**Objective:**
Can you copy out the records word for word, starting at the very first line and ending at the line that contains "column 792, row 570", with that line included?

[begin Records for this task]

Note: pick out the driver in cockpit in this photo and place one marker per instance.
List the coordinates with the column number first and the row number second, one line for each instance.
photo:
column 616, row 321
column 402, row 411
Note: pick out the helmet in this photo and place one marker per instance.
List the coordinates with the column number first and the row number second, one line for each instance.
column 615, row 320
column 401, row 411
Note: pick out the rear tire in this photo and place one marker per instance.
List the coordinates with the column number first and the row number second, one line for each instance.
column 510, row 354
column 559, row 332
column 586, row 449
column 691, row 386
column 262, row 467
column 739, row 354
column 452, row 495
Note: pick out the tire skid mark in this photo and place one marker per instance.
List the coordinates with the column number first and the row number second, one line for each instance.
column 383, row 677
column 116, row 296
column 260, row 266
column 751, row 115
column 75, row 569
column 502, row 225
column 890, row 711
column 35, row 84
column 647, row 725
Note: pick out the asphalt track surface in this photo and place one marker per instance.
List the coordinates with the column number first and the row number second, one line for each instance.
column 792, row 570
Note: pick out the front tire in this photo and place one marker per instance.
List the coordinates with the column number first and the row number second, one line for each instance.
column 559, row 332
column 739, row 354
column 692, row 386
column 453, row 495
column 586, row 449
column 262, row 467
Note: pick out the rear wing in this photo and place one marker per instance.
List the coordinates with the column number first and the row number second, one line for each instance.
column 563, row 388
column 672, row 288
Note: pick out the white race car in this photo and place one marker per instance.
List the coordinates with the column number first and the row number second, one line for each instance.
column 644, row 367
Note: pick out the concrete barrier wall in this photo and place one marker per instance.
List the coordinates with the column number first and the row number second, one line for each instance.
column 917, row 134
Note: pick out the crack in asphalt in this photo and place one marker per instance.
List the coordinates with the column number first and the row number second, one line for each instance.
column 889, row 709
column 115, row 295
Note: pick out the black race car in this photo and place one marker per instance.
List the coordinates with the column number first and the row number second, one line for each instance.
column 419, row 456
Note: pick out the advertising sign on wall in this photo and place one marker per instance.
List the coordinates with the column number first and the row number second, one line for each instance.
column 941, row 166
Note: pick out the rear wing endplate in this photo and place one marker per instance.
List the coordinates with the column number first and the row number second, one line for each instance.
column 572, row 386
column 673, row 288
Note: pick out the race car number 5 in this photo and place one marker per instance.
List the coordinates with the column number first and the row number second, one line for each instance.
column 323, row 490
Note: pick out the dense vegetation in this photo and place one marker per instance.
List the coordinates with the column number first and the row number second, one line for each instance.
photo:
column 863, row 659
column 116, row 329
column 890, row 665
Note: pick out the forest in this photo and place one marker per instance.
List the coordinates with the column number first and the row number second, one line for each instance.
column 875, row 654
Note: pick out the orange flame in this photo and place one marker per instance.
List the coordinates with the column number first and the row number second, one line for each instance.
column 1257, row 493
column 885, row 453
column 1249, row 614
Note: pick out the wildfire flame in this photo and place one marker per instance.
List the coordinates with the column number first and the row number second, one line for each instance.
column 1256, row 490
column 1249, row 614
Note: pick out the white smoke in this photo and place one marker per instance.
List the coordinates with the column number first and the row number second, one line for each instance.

[end Records for this task]

**Result of this task:**
Note: pick out the driver in cockpit in this photo and place one marker per instance.
List the coordinates with the column number first and the row number second, one line for each instance.
photo:
column 616, row 321
column 402, row 411
Note: pick out the helmet in this photo and place one marker per instance.
List the coordinates with the column number first and the row number second, one line for each instance.
column 615, row 320
column 401, row 411
Note: pick out the rear tire in this photo and place one marker per instance.
List the coordinates with the column number first and the row number second, one line for each instance.
column 510, row 354
column 559, row 332
column 586, row 449
column 691, row 386
column 262, row 467
column 739, row 354
column 452, row 495
Note: pick out the tire skid mark in this photo and place one marker per instance.
List the coordinates with the column number first and the row number second, one line for each instance.
column 383, row 677
column 116, row 296
column 260, row 266
column 751, row 115
column 75, row 569
column 502, row 225
column 890, row 711
column 35, row 84
column 647, row 725
Note: pick out the asphalt track surface in this photo and place one marker per instance.
List the coordinates with the column number first and the row number second, one line for each instance.
column 792, row 570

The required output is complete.